As the conflict in Cabo Delgado province has not subsided, UNHCR is appealing for both an end to the bloodshed and greater international support for the displaced and local communities hosting them.
The situation has had a devastating impact on the population, Spokesperson Matthew Saltmarsh told journalists in Geneva.
Beheadings, rapes and burnings
“People have witnessed their loved ones being killed, beheaded, and raped, and their houses and other infrastructure burned to the ground,” he said.
“Men and boys have also been forcibly enrolled in armed groups. Livelihoods have been lost, and education stalled while access to necessities such as food and healthcare has been hampered. Many people have been re-traumatized after being forced to move multiple times to save their lives.”
Meanwhile, the humanitarian situation has continued to deteriorate, with displacement figures increasing by 20 per cent, to over 946,000 in the first half of this year.
Neighbouring province affected
The violence has now spilled into the neighbouring province of Nampula, where four attacks were reported in September affecting at least 47,000 people and displacing 12,000.
“People displaced during those latest attacks told UNHCR that they are scared and hungry. They lack medicine and are living in crowded conditions – with four to five families sharing one house,” said Mr. Saltmarsh.
“Some sleep under open skies. Lack of privacy and exposure to cold at night and the elements during the day, create additional safety and health concerns, particularly for women and children.”
Meeting the needs
UNHCR has been responding to the needs of displaced populations in Cabo Delgado, Nampula and Niassa provinces, through humanitarian assistance and protection support.
Staff are providing shelter and household items, helping survivors of gender-based violence with legal, medical, and psycho-social support, and supporting displaced people to obtain legal documentation. UNHCR also supports those at higher risk, including children, people with disabilities, and older persons.
The agency requires $36.7 million to deliver life-saving protection services and assistance in Mozambique but has so far received around 60 per cent of the funding.
Promoting safe returns
Despite ongoing displacement in Cabo Delgado, some people have returned to their homes in areas they perceive as safe, said Mr. Saltmarsh.
Last month, UNHCR and partners conducted the first protection assessment mission to Palma, a town in the far north-east which saw deadly attacks in March 2021. Most of the 70,000 residents were displaced and the majority have returned in recent weeks.
“People who have lost everything are returning to areas where services and humanitarian assistance are largely unavailable. UNHCR is concerned about the risks people face should they continue to return to their areas of origin before conditions are stabilized,” said Mr. Saltmarsh.
While UNHCR is in favour of returns when they are voluntary, safe, informed and dignified, current security conditions in Cabo Delgado are too volatile for people to go back to the province.
“However, growing protection needs and limited services for those who have chosen to return home must still be urgently addressed by relevant stakeholders, including authorities and humanitarian actors,” he said.
In the interim, UNHCR is working closely with the Mozambican government and other partners to support and advocate for the inclusion of all displaced populations in national services.

§ **TASK TO COMPLETE**:
From the report on displacement in Cabo Delgado, return the passage starting at "Staff are providing" and ending at "in recent weeks.", reproducing every word without change. The rows that follow were gathered from a separate source, not from the text.

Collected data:

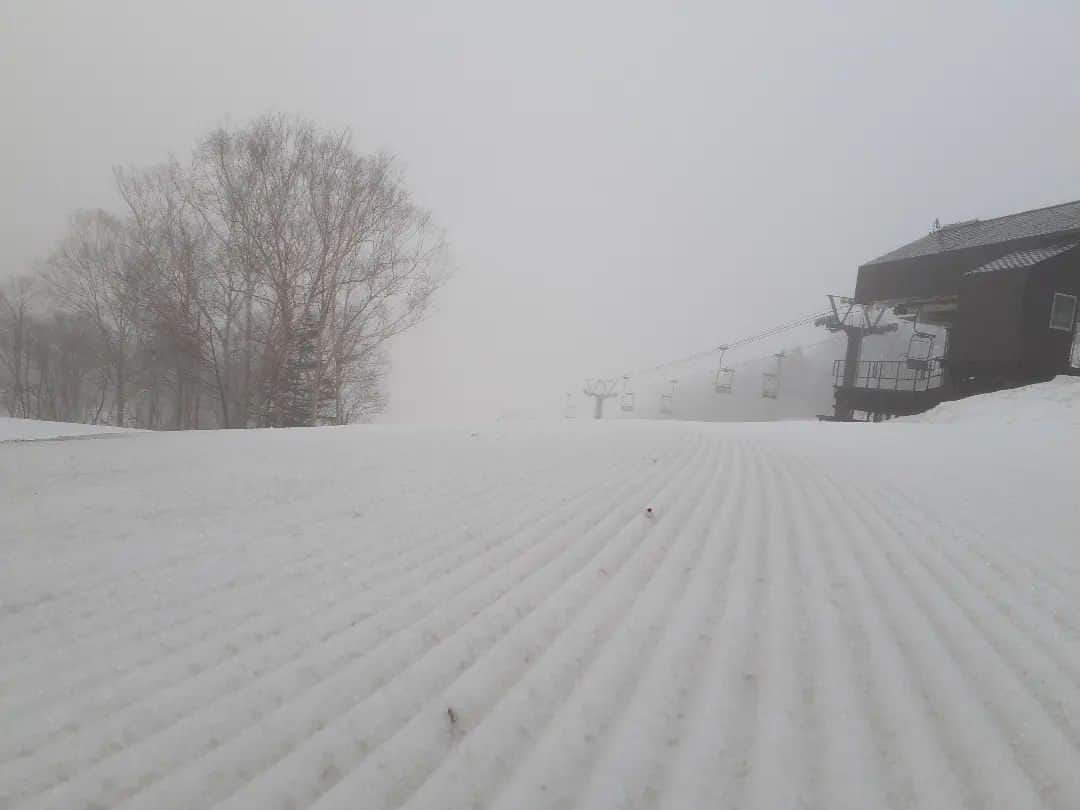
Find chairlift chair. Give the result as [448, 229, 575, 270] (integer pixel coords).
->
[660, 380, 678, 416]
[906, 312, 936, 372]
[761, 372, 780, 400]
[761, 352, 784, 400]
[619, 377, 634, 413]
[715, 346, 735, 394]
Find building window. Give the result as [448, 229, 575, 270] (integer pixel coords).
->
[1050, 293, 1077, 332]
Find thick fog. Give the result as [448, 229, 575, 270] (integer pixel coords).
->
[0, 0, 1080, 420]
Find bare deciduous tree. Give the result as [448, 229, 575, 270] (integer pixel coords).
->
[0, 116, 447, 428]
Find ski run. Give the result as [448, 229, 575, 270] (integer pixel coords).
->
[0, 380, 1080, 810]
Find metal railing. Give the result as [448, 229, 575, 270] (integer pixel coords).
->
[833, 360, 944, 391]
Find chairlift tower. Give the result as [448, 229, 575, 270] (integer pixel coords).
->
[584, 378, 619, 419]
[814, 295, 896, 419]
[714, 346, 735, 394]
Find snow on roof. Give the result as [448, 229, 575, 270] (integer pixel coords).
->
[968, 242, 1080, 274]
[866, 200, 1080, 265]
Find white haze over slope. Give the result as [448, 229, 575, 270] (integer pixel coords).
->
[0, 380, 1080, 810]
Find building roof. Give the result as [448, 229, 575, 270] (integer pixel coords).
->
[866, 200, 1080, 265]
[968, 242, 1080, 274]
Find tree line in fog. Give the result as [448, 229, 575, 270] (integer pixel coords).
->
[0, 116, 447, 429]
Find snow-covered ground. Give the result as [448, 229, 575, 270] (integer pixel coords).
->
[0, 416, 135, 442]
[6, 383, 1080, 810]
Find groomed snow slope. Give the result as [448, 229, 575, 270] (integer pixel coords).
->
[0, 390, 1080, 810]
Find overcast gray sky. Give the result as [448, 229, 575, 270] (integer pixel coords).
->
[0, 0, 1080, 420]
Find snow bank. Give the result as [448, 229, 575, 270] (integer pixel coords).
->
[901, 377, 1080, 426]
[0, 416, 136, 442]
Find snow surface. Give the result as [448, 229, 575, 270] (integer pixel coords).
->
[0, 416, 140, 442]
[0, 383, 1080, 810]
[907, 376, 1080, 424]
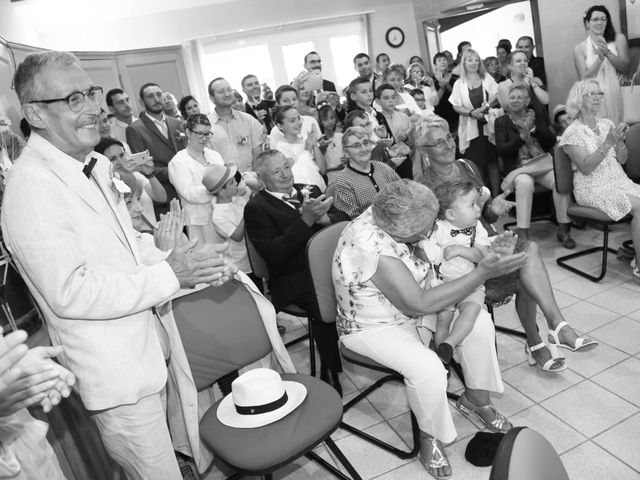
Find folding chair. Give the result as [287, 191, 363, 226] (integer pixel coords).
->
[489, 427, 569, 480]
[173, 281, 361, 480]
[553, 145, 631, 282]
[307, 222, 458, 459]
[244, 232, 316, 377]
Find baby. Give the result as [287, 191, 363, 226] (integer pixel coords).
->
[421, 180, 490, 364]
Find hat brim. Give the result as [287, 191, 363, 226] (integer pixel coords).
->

§ **TASK RESPONSE**:
Staff are providing shelter and household items, helping survivors of gender-based violence with legal, medical, and psycho-social support, and supporting displaced people to obtain legal documentation. UNHCR also supports those at higher risk, including children, people with disabilities, and older persons.
The agency requires $36.7 million to deliver life-saving protection services and assistance in Mozambique but has so far received around 60 per cent of the funding.
Promoting safe returns
Despite ongoing displacement in Cabo Delgado, some people have returned to their homes in areas they perceive as safe, said Mr. Saltmarsh.
Last month, UNHCR and partners conducted the first protection assessment mission to Palma, a town in the far north-east which saw deadly attacks in March 2021. Most of the 70,000 residents were displaced and the majority have returned in recent weeks.